Top of EXERCISE DATA

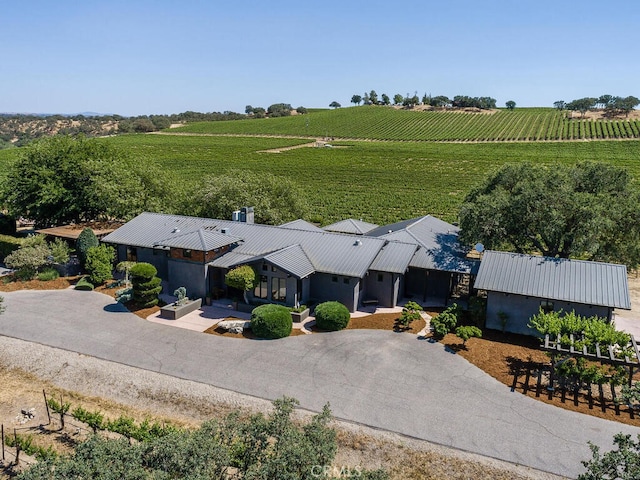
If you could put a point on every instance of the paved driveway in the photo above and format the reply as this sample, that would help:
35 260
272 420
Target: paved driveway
381 379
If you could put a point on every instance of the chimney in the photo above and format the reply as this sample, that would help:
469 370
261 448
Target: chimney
246 215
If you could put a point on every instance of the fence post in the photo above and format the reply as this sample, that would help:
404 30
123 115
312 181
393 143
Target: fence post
46 404
15 438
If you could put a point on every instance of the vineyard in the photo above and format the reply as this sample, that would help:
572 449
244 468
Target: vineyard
379 182
384 123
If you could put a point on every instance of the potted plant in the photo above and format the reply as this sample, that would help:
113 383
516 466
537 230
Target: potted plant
299 313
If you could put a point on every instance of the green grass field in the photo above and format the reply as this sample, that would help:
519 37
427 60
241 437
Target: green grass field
385 123
380 182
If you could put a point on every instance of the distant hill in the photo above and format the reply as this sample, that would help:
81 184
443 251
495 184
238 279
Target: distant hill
463 125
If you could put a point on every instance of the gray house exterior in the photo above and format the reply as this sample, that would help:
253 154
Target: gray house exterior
299 262
518 286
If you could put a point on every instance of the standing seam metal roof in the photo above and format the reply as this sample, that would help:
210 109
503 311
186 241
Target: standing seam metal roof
575 281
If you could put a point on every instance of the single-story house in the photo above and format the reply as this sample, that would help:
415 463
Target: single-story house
518 286
299 262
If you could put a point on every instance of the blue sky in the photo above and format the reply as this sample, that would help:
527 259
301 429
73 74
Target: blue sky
149 57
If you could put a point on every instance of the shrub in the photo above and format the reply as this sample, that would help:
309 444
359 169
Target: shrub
332 316
48 274
146 286
446 321
466 332
29 258
7 245
85 241
271 321
7 225
59 251
98 263
84 284
410 313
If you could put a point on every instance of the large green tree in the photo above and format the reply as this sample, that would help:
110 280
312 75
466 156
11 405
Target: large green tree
276 199
586 210
62 179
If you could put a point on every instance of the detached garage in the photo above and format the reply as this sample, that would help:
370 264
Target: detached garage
518 286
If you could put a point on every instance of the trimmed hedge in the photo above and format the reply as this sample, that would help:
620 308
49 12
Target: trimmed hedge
332 316
271 321
84 284
146 286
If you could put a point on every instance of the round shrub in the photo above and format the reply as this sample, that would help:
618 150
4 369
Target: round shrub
332 316
271 321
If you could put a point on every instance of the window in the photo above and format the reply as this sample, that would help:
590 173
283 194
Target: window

Bottom of EXERCISE DATA

TASK DIRECTIONS:
Everything in the material except the pictures should be restated word for word.

RESULT FOR THIS TASK:
If you could put a point on every instance of the paved driveway in the photo above and format the reply as this sample, that would help:
35 260
272 420
Target: paved driveway
381 379
If you could put a point on every instance of the chimney in the photo above and format the reply as this sample, that would help:
469 370
261 448
Target: chimney
246 215
If you could put a point on every instance of the fence post in the photo above and format the reply as this sample, that would help:
404 30
123 115
312 181
393 143
Target: fence post
46 404
15 438
If you could put a point on every instance of the vineyard in the photo above and format the reply as this sample, that would help:
572 449
244 468
Target: vineyard
379 182
384 123
If you could put a point on every instance of the potted plant in the photo above and format the reply as this sample, that would help:
113 383
516 466
537 230
Target: potted plant
299 313
If you could put a point on every instance of the green grass field in the photo above and format the reply as this sample, that would help:
519 37
427 60
241 437
Target: green grass field
385 123
380 182
If you could put a point on every instance of the distant hill in the photo above and format the reply as this sample, that would help:
81 184
443 251
495 184
238 279
Target: distant hill
463 125
If you could put a point on every instance of the gray house exterior in the photo above and format the reply as this sample, that would help:
253 154
Target: gray house exterior
299 262
518 286
If you could put a point on every instance of the standing seam metal roof in the photo above and format the reply as this sample, that would help:
210 109
503 311
186 241
Target: standing seam metal roof
575 281
If you could put a point on every instance of the single-story house in the photo above and format the reply as this sample, that would help:
415 463
Target: single-story house
518 286
299 262
If you could put a point on every instance of the blue sky in the photo above and format the reply as this sample, that would help:
527 259
301 429
73 74
Target: blue sky
149 57
If you could put a point on every instance of the shrub in the photo above and format the reply as this sample, that would help:
309 444
359 169
Target: shrub
332 316
48 274
146 286
446 321
466 332
29 258
7 245
85 241
271 321
7 225
59 251
98 263
84 284
410 313
If you could put a point on every instance of the large green tree in the photo above and format the reply as this sample, that would help:
110 280
312 75
466 156
11 405
Target: large green tree
276 199
586 210
62 179
If you could put a point on every instance of the detached garage in the photo above and format the reply as this sample, that would help:
370 264
Target: detached garage
518 286
If you could put a point on every instance of the trimmed hedge in the photo above and format the reply as this sample, that would help:
620 308
49 12
Target: trimmed hedge
332 316
271 321
84 284
146 286
If you could put a point on every instance of the round shrub in the photo above and format the reply as this sample, that would help:
618 150
4 369
Target: round shrub
332 316
271 321
If you could put a point on every instance of the window in the photo above and format the reply as this sample, that would help:
590 173
283 194
Target: window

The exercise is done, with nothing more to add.